* _TESTO FORNITO_:
>>>

Ma con i 5S è ipotizzabile un asse di governo, come evoca Pier Luigi Bersani?
“Un accordo strutturale no. Sui singoli temi, è possibile una proficua collaborazione. Quanto ad alcuni dei loro argomenti forti – dalla sobrietà alla lotta ai privilegi – la sinistra deve saperli recuperare perché è dimostrato che, quando succede, il M5S non tocca palla”.

Grillo attacca i radicali e corteggia l’elettorato cattolico. Corteggiamento reciproco, a giudicare dalle posizioni di parte della Chiesa. Crede che sia una manovra solo elettorale o in prospettiva può cambiare equilibri reali, vista la mole di leggi sui diritti civili ancora impantanate o mai discusse?
“Dice bene. Una parte, della Chiesa. Il primo risultato di quello che lei definisce un corteggiamento del mondo cattolico intanto ha prodotto una divisione nella Chiesa. Non esiste più un mondo cattolico monolitico. Se parliamo dell’offensiva sul lavoro domenicale, non possiamo dimenticare che il M5S si è detto favorevole a una battaglia dei sindacati e di una parte della sinistra. Sui migranti, invece, non ci può essere differenza più marcata. Mi chiedo cosa può pensare la Chiesa su quanto sostiene il M5S, peraltro diviso al suo interno, sull’assistenza ai disperati che fuggono da guerra e miseria”.

E Berlusconi? Una legge che incentivi le coalizioni non porta con sé il rischio che il centrodestra superi le sue profonde divisioni e torni maggioranza elettorale?
“È una possibilità, comunque meno grave di una sinistra che va divisa alla battaglia decisiva. E poi attenzione: se Fi, Lega e Fdi corrono da soli prendono nel complesso più voti. Il cartello elettorale può invece scoraggiare molti elettori dal sostenere una coalizione con Salvini e Meloni”.

Lei paventa un tracollo della sinistra. Ma, senza una vera riforma elettorale, quasi certamente saranno le alleanze in Parlamento a decidere il governo. L’abbraccio Pd-Berlusconi pare a molti inevitabile.
“Sarebbe innaturale. Mettere insieme qualcosa e il suo opposto non può funzionare. L’effetto delle larghe intese sarebbe l’equivalente di una sconfitta elettorale: ci vorrebbero anni per riconquistare la fiducia degli elettori”.

10 Feb, 2017

Pisapia e il Campo Progressista

“Oggi Pisapia sul Corriere della Sera lancia Campo Progressista.
Una forza nuova, perché realmente collettiva.

<<<

* _ISTRUZIONI_:
1 > Secondo l'intervista politica, che cosa accade ai voti complessivi se Fi, Lega e Fdi corrono da soli?
2 > Riprendi l'intervista politica e proseguila a partire dall'ultima frase riportata.
I dati costituiscono un materiale a parte, distinto dall'intervista politica.

* _CONTENUTO DEI DATI_:
>>>

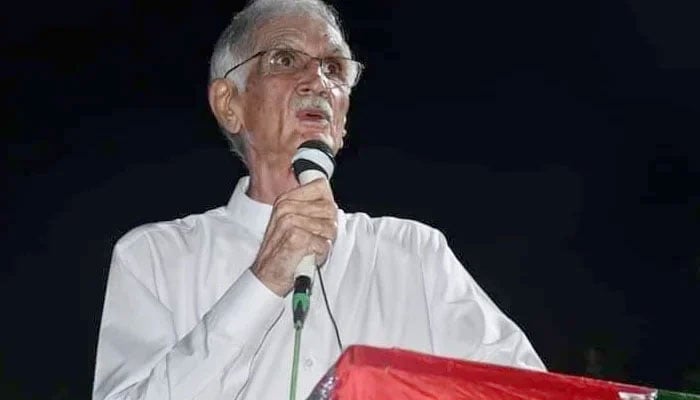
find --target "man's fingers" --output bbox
[274,179,333,203]
[275,214,338,241]
[272,199,338,222]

<<<

* _RISULTATI_:
1 > Nel complesso prendono più voti.

2 >
Che non parla al ceto politico, ma lascia parola: alle associazioni, al territorio, ai sindacati, alle tante energie sparpagliate. A sinistra.
Che non punta a mettere un dito nell’occhio del vicino, ma pensa a quello che può fare partendo da se.
Con rispetto per tutti”.
Corriere della Sera, Aldo Cazzullo

Pisapia, ci siamo?
«Sì. Come avrebbe detto qualcuno: scendo in campo di nuovo. Ieri a Milano, oggi in Italia».

Fonda l’ennesimo partito?
«No: ce ne sono già troppi. Mi metto al servizio di un impegno politico collettivo. Il protagonista non sono io. Sono loro: le associazioni che lavorano sul territorio, le amministrazioni locali, il volontariato laico e cattolico».

Avranno pure bisogno di un nome.
«Campo progressista. Un progetto del tutto nuovo, che nasce con una grandissima ambizione: offrire altro, rivoluzionare la politica, cambiarla nel profondo. Vogliamo unire storie e percorsi diversi e costruire una casa comune, per riunire chi vuole fare qualcosa per la società e non trova il modo».

Diranno che fa la stampella di Renzi e del Pd.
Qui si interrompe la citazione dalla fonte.